Activity
Set down, exactly as they appear, the line containing "Target: snowbank" and all subsequent lines through the end of the material below.

+++++

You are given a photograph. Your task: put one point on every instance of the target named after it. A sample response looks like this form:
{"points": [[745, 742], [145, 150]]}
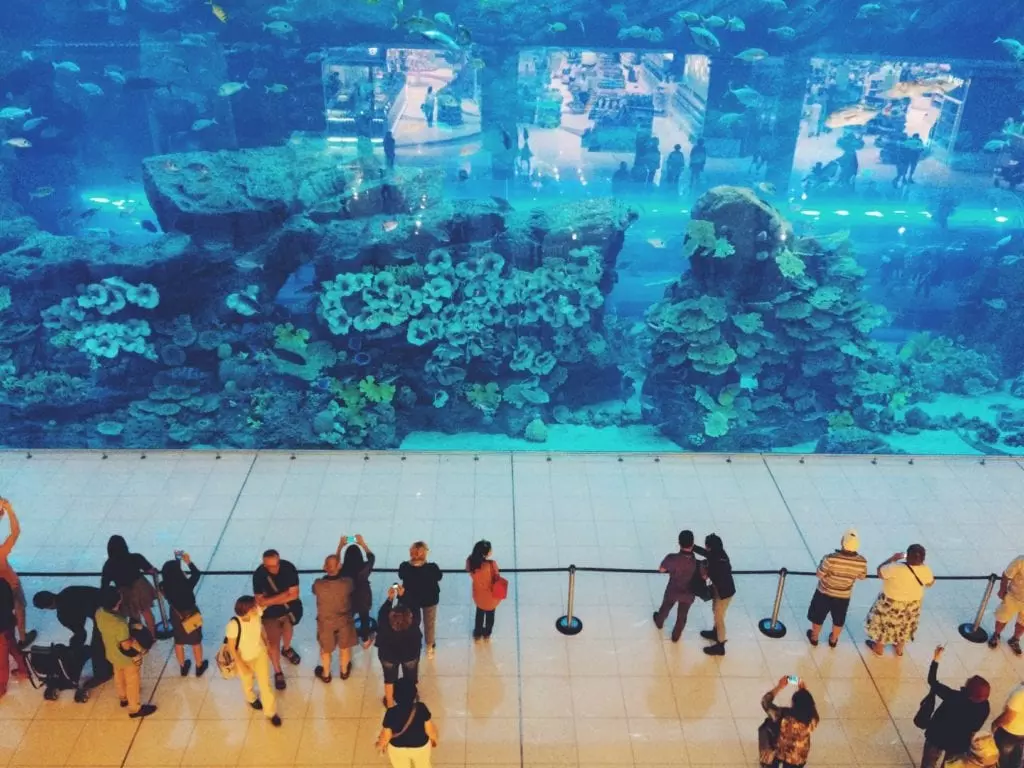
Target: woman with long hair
{"points": [[484, 573], [794, 724], [128, 570]]}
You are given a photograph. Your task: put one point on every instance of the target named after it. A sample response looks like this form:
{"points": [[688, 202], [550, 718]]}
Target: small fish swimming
{"points": [[753, 55], [230, 88]]}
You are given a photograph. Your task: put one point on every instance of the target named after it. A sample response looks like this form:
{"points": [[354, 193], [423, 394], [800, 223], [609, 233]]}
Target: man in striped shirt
{"points": [[837, 574]]}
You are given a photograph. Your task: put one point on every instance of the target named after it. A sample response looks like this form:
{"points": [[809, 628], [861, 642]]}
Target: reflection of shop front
{"points": [[364, 92]]}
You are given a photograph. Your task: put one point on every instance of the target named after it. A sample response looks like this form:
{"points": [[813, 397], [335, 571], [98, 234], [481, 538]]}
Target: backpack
{"points": [[227, 657]]}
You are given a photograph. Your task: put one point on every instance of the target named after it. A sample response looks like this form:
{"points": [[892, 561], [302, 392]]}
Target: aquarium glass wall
{"points": [[762, 225]]}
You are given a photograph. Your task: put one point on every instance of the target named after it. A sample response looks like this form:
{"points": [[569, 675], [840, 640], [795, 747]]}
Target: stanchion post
{"points": [[973, 631], [772, 627], [570, 625], [164, 629]]}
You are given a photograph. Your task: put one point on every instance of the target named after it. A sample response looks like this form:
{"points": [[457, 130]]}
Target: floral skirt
{"points": [[891, 622]]}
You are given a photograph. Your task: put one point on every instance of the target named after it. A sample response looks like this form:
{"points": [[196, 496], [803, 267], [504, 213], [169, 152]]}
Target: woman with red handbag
{"points": [[489, 588]]}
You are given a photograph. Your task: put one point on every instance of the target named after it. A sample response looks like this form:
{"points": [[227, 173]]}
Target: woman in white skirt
{"points": [[894, 617], [408, 733]]}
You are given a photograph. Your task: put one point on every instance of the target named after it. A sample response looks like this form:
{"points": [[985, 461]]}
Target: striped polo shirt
{"points": [[839, 571]]}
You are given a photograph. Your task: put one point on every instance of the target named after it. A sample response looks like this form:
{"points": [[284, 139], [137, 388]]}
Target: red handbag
{"points": [[500, 585]]}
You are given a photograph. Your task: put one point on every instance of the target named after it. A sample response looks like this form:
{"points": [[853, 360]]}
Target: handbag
{"points": [[767, 741], [925, 712], [293, 609], [500, 585], [227, 658]]}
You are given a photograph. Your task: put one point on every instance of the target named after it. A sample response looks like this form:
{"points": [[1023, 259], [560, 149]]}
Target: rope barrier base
{"points": [[567, 627], [969, 633], [769, 630]]}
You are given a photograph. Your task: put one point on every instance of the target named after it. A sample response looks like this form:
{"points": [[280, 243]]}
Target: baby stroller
{"points": [[56, 668]]}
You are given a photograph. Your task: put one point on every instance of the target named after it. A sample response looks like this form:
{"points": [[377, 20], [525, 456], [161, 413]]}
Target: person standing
{"points": [[275, 584], [74, 605], [129, 571], [116, 632], [335, 625], [422, 581], [896, 612], [718, 568], [389, 145], [1008, 729], [484, 573], [838, 572], [795, 723], [8, 643], [408, 733], [398, 642], [1011, 605], [358, 568], [8, 574], [245, 635], [681, 567], [961, 715], [180, 593]]}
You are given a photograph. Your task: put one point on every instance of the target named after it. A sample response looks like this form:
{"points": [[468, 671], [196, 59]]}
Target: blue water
{"points": [[204, 243]]}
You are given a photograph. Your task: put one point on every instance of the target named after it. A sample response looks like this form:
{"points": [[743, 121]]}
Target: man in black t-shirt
{"points": [[275, 585], [74, 605]]}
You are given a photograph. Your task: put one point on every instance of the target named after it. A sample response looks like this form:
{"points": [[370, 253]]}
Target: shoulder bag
{"points": [[294, 609], [227, 657], [499, 585]]}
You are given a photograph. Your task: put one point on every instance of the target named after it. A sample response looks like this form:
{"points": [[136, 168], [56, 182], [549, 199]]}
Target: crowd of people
{"points": [[259, 635]]}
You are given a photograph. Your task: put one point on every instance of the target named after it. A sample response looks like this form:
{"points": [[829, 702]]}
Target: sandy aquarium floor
{"points": [[617, 694]]}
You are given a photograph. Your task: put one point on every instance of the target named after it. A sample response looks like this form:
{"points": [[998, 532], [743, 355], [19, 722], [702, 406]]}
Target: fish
{"points": [[436, 36], [279, 28], [735, 24], [748, 96], [995, 144], [705, 39], [753, 55], [851, 116], [218, 11], [14, 113], [230, 88]]}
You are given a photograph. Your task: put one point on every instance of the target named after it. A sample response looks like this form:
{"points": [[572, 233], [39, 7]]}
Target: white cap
{"points": [[851, 542]]}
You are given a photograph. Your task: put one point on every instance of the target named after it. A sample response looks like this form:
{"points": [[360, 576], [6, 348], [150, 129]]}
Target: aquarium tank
{"points": [[712, 225]]}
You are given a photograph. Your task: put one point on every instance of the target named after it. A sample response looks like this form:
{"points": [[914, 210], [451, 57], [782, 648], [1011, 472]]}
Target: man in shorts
{"points": [[1012, 607], [8, 574], [275, 584], [837, 574]]}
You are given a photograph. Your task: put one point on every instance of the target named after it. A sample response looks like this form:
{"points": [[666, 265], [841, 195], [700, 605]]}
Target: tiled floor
{"points": [[619, 694]]}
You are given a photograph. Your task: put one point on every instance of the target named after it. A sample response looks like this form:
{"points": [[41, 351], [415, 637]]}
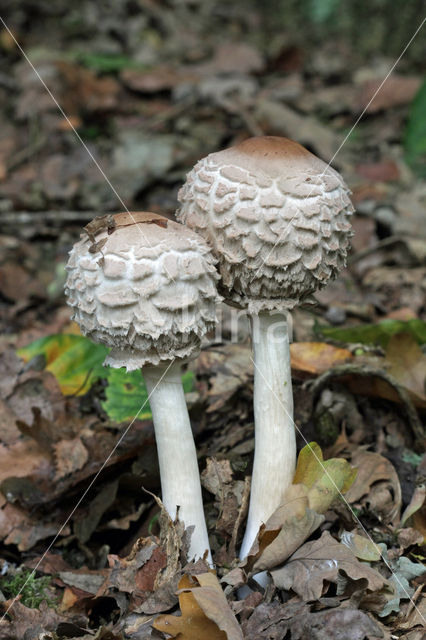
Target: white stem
{"points": [[275, 442], [180, 479]]}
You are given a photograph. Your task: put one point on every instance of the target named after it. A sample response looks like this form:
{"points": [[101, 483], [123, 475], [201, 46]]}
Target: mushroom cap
{"points": [[144, 286], [275, 216]]}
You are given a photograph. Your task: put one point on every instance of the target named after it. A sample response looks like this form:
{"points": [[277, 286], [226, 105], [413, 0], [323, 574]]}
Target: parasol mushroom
{"points": [[146, 287], [276, 218]]}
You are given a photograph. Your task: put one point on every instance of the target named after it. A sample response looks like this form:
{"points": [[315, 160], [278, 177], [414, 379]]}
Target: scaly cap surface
{"points": [[276, 217], [145, 289]]}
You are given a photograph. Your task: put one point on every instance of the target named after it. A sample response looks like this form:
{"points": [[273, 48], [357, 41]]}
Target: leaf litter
{"points": [[118, 568]]}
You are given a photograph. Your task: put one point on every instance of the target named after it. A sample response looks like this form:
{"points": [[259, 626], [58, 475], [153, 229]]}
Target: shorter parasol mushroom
{"points": [[145, 286]]}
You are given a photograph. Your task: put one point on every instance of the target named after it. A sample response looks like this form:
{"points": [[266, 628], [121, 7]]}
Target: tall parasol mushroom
{"points": [[276, 218]]}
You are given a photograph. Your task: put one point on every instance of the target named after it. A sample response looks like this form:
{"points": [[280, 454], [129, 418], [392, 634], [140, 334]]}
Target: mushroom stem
{"points": [[275, 441], [180, 479]]}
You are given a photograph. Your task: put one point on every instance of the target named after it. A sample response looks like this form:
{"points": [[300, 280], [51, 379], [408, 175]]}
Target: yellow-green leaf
{"points": [[75, 361], [325, 480]]}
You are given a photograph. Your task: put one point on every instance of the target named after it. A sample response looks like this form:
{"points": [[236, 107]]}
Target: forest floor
{"points": [[149, 92]]}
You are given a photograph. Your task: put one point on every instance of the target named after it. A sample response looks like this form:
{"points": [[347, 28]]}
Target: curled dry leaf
{"points": [[416, 504], [205, 612], [323, 560], [376, 472], [408, 365], [316, 485], [363, 548], [316, 357], [288, 527]]}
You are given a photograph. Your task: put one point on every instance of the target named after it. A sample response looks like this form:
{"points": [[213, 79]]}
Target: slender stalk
{"points": [[275, 442], [180, 479]]}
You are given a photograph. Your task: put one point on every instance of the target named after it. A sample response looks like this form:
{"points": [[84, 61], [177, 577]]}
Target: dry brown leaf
{"points": [[70, 456], [205, 612], [18, 527], [316, 357], [288, 527], [407, 364], [138, 571], [376, 475], [395, 91], [416, 503], [319, 561]]}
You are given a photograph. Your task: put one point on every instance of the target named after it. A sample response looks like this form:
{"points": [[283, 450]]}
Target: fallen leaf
{"points": [[403, 570], [288, 527], [417, 501], [397, 90], [384, 171], [376, 472], [335, 624], [75, 361], [138, 571], [70, 455], [319, 561], [276, 621], [325, 480], [415, 134], [363, 548], [316, 357], [378, 334], [205, 612], [407, 363], [316, 484]]}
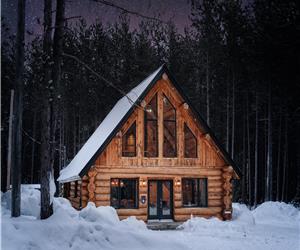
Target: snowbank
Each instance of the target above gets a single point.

+++++

Answer space
Target: snowbank
Each instance of the target above gets a single point.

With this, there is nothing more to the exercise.